#### Given records

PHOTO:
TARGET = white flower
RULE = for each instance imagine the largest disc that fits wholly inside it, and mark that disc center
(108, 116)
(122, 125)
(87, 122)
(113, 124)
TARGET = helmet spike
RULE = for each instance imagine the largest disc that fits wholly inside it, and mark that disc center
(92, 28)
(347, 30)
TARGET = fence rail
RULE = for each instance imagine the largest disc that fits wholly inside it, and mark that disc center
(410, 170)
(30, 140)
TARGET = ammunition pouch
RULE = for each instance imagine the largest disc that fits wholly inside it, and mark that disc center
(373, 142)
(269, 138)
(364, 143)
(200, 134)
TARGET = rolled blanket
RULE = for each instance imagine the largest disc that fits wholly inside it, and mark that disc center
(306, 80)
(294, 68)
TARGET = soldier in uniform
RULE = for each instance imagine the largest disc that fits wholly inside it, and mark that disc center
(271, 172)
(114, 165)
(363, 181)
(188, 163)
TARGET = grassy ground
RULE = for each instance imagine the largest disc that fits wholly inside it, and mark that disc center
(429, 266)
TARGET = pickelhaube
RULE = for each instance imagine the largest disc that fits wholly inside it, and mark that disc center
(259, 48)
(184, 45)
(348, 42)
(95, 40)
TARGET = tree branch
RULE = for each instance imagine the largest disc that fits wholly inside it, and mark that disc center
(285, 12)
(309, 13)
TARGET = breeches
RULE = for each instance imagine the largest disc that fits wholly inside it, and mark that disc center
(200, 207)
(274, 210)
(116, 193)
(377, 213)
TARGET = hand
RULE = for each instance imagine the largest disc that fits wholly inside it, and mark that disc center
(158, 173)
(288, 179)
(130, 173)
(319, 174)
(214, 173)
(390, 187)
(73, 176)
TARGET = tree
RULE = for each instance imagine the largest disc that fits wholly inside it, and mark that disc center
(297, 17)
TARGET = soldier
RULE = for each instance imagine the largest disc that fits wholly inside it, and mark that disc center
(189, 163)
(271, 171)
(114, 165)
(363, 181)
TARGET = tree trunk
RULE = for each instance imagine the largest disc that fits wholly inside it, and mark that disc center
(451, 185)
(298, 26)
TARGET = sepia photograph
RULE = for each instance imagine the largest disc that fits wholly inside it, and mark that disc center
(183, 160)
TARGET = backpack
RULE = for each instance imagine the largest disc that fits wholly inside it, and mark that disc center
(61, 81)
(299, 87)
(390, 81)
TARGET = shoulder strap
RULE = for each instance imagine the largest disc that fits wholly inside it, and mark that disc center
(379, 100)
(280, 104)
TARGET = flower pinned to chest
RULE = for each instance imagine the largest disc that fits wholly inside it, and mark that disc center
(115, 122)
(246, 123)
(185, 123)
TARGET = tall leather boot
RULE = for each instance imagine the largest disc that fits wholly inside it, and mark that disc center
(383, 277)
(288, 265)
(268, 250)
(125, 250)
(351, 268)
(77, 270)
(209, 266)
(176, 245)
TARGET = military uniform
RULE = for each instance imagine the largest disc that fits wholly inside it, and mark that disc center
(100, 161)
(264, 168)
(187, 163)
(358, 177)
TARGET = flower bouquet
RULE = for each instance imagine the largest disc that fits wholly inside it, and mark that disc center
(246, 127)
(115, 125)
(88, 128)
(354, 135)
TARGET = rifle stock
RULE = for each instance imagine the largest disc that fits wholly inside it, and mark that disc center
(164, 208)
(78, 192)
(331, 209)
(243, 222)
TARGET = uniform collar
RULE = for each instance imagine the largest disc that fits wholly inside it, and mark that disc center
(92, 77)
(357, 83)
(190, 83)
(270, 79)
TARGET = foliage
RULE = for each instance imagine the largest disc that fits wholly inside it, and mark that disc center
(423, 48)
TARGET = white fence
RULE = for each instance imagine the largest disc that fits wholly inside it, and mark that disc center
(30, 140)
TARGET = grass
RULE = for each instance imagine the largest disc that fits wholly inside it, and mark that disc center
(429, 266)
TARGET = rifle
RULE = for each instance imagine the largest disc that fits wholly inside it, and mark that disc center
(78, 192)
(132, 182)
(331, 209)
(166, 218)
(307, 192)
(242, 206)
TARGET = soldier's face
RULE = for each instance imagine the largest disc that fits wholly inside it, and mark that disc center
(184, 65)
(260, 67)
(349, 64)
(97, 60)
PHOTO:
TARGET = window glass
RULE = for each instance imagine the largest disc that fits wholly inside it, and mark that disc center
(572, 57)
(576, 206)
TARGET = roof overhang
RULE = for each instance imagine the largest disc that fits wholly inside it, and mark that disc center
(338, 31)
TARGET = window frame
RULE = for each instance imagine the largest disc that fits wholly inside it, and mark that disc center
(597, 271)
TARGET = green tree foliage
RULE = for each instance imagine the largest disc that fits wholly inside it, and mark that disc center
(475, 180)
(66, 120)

########
#### Given records

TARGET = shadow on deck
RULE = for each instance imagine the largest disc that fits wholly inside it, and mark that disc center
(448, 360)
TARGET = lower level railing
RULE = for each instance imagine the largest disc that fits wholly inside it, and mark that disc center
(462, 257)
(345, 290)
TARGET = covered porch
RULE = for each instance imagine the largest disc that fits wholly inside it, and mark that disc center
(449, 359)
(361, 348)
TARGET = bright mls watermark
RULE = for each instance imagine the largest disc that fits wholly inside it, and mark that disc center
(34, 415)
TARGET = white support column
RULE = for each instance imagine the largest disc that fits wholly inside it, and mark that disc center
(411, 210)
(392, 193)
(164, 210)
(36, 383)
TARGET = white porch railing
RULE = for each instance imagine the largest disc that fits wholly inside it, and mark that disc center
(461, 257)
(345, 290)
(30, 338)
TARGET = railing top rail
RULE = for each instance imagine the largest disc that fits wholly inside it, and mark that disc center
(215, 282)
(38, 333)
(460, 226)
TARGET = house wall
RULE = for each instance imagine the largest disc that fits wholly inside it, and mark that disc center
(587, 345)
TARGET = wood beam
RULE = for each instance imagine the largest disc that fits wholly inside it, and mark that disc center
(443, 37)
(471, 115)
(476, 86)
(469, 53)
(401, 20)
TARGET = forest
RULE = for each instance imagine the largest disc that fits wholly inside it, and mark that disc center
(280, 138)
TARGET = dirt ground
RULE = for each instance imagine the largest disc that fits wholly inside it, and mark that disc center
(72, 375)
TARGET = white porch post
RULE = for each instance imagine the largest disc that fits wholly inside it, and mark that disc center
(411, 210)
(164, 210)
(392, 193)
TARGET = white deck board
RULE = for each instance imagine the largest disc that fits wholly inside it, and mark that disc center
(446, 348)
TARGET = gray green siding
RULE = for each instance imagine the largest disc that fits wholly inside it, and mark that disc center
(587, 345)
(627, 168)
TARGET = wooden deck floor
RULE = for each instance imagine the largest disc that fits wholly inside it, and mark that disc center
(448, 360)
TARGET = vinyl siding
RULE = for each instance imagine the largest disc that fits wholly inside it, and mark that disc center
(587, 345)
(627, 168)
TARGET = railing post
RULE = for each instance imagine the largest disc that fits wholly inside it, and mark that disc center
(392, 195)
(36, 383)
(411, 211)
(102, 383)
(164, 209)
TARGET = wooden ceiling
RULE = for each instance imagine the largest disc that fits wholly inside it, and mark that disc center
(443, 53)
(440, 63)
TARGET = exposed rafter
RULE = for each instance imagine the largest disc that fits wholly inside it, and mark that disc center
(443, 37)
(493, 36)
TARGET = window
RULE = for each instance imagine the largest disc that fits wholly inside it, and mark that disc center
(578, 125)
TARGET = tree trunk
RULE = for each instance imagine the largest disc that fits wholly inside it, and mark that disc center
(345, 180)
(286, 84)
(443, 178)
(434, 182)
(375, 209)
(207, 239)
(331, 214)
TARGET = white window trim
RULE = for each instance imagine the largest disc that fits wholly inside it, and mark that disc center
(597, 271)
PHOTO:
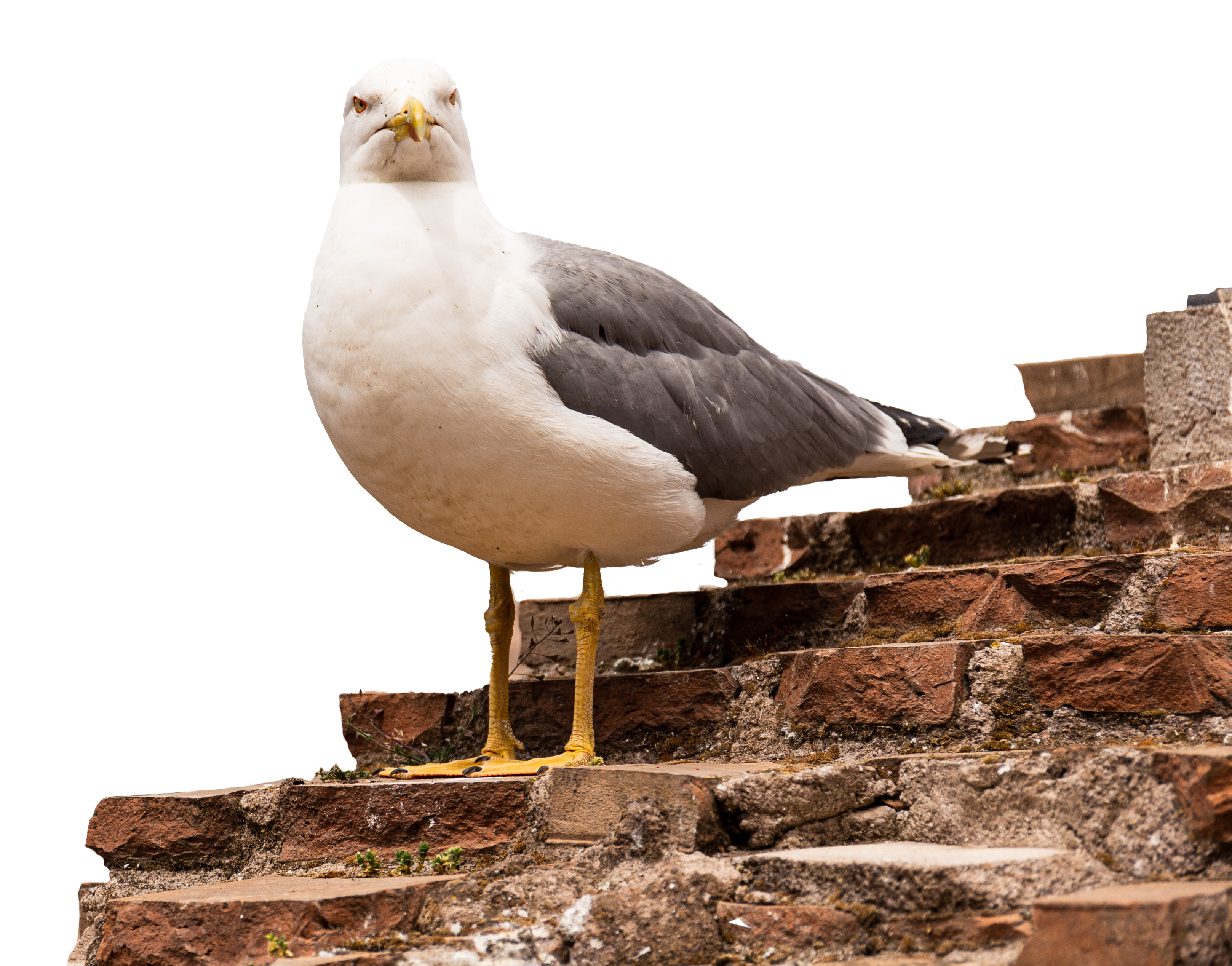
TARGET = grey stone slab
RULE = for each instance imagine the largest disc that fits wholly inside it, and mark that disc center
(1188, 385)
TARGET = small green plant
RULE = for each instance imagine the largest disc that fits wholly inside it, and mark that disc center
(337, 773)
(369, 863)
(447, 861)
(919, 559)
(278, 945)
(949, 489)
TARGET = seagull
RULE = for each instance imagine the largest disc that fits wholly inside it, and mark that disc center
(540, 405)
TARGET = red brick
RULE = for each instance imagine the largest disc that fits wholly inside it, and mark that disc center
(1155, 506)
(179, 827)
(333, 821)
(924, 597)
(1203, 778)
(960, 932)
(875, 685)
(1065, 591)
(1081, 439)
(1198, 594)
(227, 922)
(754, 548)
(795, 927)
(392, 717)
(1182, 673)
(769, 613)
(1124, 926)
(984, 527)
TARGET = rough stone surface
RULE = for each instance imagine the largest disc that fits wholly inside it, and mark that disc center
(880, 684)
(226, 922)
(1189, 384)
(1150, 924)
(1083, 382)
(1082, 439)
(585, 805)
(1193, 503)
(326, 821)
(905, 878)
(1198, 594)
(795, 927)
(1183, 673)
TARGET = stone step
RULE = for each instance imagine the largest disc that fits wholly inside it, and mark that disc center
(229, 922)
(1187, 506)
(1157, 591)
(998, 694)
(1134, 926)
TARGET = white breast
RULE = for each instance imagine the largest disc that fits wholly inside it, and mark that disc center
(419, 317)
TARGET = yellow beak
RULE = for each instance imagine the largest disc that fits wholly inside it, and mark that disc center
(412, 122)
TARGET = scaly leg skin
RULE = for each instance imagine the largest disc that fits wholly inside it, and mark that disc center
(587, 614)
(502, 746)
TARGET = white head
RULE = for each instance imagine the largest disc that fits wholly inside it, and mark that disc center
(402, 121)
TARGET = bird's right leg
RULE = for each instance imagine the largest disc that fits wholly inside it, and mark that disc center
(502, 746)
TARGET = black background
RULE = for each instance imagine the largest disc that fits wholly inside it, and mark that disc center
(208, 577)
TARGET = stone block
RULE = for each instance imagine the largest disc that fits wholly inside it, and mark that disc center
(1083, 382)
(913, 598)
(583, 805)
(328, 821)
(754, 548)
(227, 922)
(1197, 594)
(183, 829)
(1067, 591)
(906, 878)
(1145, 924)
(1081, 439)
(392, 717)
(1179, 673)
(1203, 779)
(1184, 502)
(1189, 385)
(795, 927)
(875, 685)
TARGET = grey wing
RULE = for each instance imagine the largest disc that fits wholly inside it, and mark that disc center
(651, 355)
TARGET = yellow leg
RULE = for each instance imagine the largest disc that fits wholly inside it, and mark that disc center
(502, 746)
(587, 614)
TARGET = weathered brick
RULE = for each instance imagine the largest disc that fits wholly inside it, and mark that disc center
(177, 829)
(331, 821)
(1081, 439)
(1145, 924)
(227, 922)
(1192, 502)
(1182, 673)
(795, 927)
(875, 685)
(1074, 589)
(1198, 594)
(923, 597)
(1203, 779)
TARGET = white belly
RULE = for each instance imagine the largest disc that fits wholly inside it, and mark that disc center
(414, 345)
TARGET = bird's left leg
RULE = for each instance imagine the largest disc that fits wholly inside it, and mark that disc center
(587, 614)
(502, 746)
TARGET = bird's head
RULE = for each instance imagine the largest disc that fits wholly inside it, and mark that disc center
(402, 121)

########
#### Given records

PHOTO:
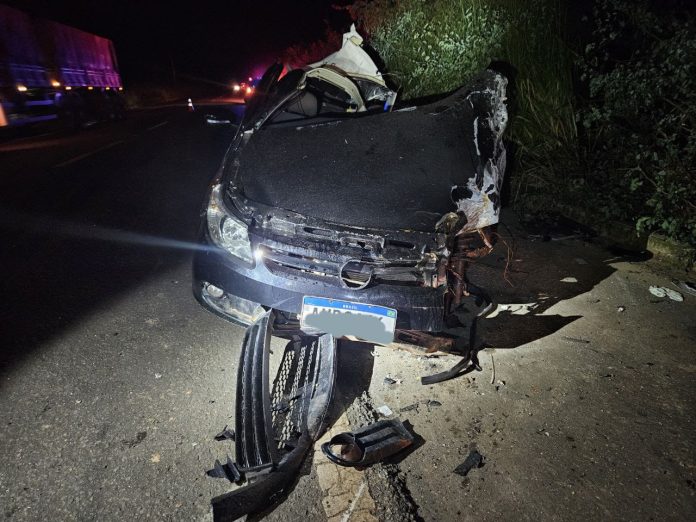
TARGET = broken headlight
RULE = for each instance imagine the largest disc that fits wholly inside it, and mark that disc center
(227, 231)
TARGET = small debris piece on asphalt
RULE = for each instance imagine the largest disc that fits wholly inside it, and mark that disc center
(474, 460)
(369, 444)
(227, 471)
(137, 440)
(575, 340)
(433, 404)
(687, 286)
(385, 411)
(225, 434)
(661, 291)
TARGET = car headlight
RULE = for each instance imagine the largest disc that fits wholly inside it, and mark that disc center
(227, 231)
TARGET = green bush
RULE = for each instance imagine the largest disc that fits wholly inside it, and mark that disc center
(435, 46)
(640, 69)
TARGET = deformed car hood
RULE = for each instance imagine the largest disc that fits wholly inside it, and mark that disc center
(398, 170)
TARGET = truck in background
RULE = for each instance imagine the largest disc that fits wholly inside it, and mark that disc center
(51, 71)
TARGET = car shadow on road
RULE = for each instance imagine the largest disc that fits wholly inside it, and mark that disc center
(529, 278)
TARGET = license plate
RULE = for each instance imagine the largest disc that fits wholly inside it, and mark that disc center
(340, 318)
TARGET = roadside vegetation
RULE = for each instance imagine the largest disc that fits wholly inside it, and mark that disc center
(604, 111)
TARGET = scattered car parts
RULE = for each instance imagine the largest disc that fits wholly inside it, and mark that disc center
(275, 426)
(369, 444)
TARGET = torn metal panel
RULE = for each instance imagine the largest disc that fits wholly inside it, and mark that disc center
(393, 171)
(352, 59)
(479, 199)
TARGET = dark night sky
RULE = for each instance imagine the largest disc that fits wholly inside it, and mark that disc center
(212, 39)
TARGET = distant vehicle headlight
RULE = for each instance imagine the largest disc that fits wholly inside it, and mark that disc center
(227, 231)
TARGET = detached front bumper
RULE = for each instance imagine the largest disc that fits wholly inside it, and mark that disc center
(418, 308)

########

▶ **Required task**:
Count the lines in the records above that contain the word "yellow" and give only that number.

▶ **Result of the exercise**:
2